Problem requirements:
Leaving out all pictures, return the records word for word.
Segment Start: Input records
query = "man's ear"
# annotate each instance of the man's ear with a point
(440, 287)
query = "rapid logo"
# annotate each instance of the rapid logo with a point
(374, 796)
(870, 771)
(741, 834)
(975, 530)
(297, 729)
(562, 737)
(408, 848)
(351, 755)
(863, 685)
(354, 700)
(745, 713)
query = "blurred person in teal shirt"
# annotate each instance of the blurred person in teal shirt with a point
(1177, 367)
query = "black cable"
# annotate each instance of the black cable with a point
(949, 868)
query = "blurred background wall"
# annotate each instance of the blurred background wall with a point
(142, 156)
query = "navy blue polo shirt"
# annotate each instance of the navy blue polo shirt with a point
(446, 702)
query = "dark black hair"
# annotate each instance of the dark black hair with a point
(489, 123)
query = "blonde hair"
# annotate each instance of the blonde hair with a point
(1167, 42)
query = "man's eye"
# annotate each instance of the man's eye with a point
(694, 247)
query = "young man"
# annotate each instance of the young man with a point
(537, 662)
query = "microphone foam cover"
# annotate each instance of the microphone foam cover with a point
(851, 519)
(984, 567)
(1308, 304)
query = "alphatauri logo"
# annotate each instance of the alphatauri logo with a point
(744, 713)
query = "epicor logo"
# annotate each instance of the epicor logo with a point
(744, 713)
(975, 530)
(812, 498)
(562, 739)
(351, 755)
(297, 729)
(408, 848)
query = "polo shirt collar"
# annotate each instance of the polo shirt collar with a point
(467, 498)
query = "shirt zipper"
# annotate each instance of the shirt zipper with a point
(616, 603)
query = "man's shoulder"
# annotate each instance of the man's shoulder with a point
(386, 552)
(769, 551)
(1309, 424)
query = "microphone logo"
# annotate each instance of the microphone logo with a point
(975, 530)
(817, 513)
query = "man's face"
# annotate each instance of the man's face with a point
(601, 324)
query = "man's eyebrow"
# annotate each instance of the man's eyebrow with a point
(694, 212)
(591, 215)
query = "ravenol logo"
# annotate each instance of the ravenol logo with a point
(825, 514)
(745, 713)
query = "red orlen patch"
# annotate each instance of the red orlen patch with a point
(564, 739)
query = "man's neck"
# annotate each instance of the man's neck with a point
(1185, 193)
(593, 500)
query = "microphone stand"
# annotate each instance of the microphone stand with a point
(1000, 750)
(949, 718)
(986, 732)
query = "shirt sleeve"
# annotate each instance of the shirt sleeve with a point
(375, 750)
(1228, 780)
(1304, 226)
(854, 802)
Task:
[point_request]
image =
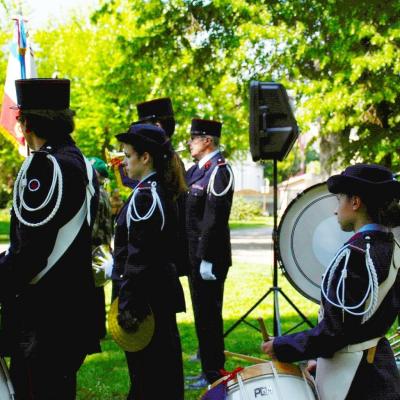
Segment End: Input records
Expected output:
query = "man's ear"
# annotate each instance of the man's ear with a point
(440, 287)
query = "rapid logo"
# annotate each instance of the rapid logo with a point
(374, 796)
(870, 771)
(741, 834)
(975, 530)
(297, 729)
(562, 737)
(408, 848)
(351, 755)
(863, 685)
(354, 700)
(745, 713)
query = "blurred person in teal shirt"
# annotate each instance of the blurred person in teal shirt with a point
(1177, 367)
query = "black cable"
# annotate each instance of the black cable with a point
(949, 868)
query = "blurred background wall"
# annotate each instance of the blurred background wall with a point
(142, 156)
query = "navy blue polo shirt"
# annotate each instance of the navy blue polo shirt with a point
(446, 702)
query = "dark black hair"
# annotate each instance of the dark black hair with a point
(489, 123)
query = "blonde hair"
# annotate each instance of the blonde hair with a point
(1167, 42)
query = "man's eye"
# annotate each instance of the man's eye with a point
(694, 247)
query = "young man"
# annotate each instance of the young man with a point
(537, 662)
query = "microphone foam cover"
# annotate each instance of the microphone foam cover with a point
(851, 519)
(984, 567)
(1308, 304)
query = "alphatauri logo"
# annotate each instance of the alphatauri logo with a point
(744, 713)
query = "epicor logo"
# annotate each instance of the epicor logo with a point
(744, 713)
(975, 530)
(812, 498)
(562, 739)
(351, 755)
(297, 729)
(408, 848)
query = "polo shirt collar"
# annotate each instance of the polo shirt collar with a point
(467, 498)
query = "shirt zipper"
# annotate each instance of the shirt zipper with a point
(616, 603)
query = "man's shoulder"
# annotate each instance of the man's shoulder with a point
(386, 552)
(769, 551)
(1309, 424)
query = "microphone logo"
# annotate each instance of the microphone logo with a point
(975, 530)
(817, 513)
query = "man's face"
# annotate each instance of the man's face with a point
(601, 324)
query = "man's eyebrow"
# annotate each instance of the man's eyebrow with a point
(694, 212)
(591, 215)
query = "ravenol logo"
# annotate each instance of the ravenol logo with a point
(825, 514)
(745, 713)
query = "red orlen patch"
# annotate each instance of the red orlen patch with a point
(564, 739)
query = "man's neck"
# annotate each instance of the man's neck with a point
(1185, 193)
(593, 500)
query = "microphone stand"
# annotate each instance of the microphone stand with a point
(1000, 750)
(949, 718)
(986, 732)
query = "shirt sleeve"
# annotate each instance of the shirt sleeve with a point
(375, 750)
(1228, 780)
(1304, 226)
(854, 802)
Task:
[point_request]
image =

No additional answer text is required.